§ **PROBLEM REQUIREMENTS**: Please copy the lines below word for word, omitting the pictures from your answer.

====================

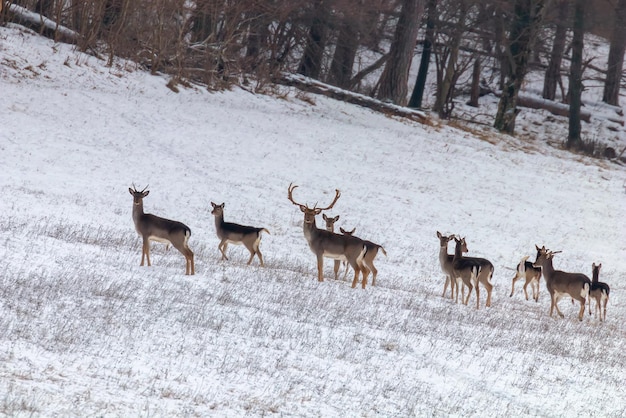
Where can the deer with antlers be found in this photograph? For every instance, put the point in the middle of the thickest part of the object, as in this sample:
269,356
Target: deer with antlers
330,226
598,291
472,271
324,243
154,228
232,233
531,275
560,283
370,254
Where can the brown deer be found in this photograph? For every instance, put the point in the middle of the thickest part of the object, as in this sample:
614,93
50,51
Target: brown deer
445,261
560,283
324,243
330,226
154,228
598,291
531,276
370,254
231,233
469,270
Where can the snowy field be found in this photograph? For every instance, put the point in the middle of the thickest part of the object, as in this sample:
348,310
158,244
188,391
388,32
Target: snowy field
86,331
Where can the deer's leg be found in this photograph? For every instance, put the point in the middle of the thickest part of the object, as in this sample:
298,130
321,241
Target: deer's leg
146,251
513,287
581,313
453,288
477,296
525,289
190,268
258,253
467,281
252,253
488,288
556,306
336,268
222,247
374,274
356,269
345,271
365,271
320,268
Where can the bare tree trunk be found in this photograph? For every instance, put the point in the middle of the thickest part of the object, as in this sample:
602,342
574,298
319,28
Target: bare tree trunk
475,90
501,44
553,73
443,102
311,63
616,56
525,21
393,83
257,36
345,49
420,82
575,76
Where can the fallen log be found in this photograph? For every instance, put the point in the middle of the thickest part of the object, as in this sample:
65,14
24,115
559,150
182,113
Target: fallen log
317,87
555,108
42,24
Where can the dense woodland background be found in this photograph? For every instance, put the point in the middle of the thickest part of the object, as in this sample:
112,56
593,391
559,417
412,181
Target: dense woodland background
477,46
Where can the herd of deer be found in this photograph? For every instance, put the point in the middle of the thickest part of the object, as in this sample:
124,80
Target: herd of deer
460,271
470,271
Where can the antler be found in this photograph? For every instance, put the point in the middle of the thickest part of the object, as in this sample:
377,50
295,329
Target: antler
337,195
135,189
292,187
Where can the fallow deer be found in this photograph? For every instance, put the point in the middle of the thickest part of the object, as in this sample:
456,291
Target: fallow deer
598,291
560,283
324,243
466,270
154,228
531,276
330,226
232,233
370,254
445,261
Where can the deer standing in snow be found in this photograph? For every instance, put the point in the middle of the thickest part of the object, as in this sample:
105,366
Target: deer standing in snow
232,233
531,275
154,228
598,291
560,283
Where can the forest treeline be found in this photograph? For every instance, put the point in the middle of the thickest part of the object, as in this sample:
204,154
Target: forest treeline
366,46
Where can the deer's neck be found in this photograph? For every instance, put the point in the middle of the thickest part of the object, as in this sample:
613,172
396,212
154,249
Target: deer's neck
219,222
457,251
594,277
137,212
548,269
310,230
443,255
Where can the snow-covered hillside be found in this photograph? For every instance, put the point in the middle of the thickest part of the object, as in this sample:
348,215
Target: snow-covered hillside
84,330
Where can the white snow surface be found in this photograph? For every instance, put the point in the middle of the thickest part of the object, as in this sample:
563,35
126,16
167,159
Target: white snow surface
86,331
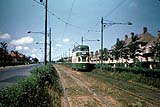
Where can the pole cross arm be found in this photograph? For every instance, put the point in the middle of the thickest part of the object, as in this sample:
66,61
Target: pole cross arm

====================

§ **THE ANSWER**:
Where can the deer with antlers be found in this photograph? For every instance, put the point in the middle of the thickest part of the object, as in this sample:
269,356
Target: deer with antlers
330,226
598,291
472,271
324,243
154,228
232,233
531,275
560,283
370,254
Where can the brown deer be found in this photograph? For every instance, put the point in the middle of the thickest part of the object, as in this sample:
614,93
50,51
Target: brown deer
445,261
560,283
324,243
330,226
154,228
598,291
531,276
370,254
231,233
469,270
Where can the snowy field be found in this photograph? For every instance, put the point in the middle of the thickest part of the object, as in this sample:
348,310
158,244
188,391
388,32
Target: snowy field
86,331
Where can the deer's leg be found in this photograph? For every instance, put the point in the middle of the thickest part of the object, as in this sample:
298,130
321,241
Target: deer's leg
146,251
513,287
581,313
453,288
477,296
525,289
190,268
258,253
467,281
252,253
488,288
556,306
336,268
222,247
374,274
356,269
345,271
365,271
320,268
Where can the bare tree trunk be found in this photograph? For every instance, put the point in the middle of the thickest part of the object, as in this sample:
602,342
574,298
319,28
Target: bare tree trunk
475,90
501,44
553,73
443,102
311,63
616,56
525,21
393,83
257,36
345,49
420,82
575,76
Where can the fallen log be found in this photograph? For every instance, put the point in the middle of the thickest part of the object, as in this sample:
65,14
24,115
559,150
182,113
Target: fallen log
317,87
555,108
42,24
Where can the dense woodland background be found in this photograph? For every instance, put the point in the middle of the thickest part of the object, as in this sample:
112,56
593,391
559,417
412,181
Target: dense woodland background
477,46
Where can the herd of deer be found in this photograph? For every instance, put the point in the middle of the thickest part of the object, as in this sample:
124,80
Target: herd of deer
460,271
470,271
Where can the antler be found in this photograph? For every instance, put the point in the middle of the thickest part of the object, as in this sample:
377,50
295,329
Target: antler
337,195
135,189
292,187
Where can the fallow deer be found in this photograph? For every instance, put the point in the middle of the thickest part of the object, as in this sample:
456,291
Target: fallow deer
598,291
560,283
324,243
466,270
154,228
531,276
330,226
232,233
370,254
445,261
Where can the deer standing in snow be found in this photograph? For every instance, put the point in the middle of the thickest part of the object, as in this sample:
105,366
Target: deer standing in snow
232,233
531,275
154,228
598,291
560,283
Where can the forest treeline be found in this photograph? For every instance, put the point in the middle of the thickest part of the object, as in this sample:
204,154
Target: forest treeline
366,46
Where can the deer's neck be found in this photograph? For every instance, put the point in the middle of the thickest part of the object, as in this sample:
613,172
396,212
154,249
Target: deer's neck
219,222
457,251
594,277
137,212
548,269
310,230
443,255
Where can the snow-covered hillside be found in this photograph? For every instance, put the point in the middle of the thickest part of the object, as in this sample:
348,215
Target: snow-covered hillside
84,330
Where can the white snow surface be found in this photograph? For every instance, put the point in the middle of the thickest part of the object, as in this sample:
563,35
126,16
167,159
Target: white snow surface
86,331
Where can the pole cross arm be found in this photograph? For every instance, put the point in the middle of the thickest part of the object, as in this sample:
66,61
Target: pole cross arm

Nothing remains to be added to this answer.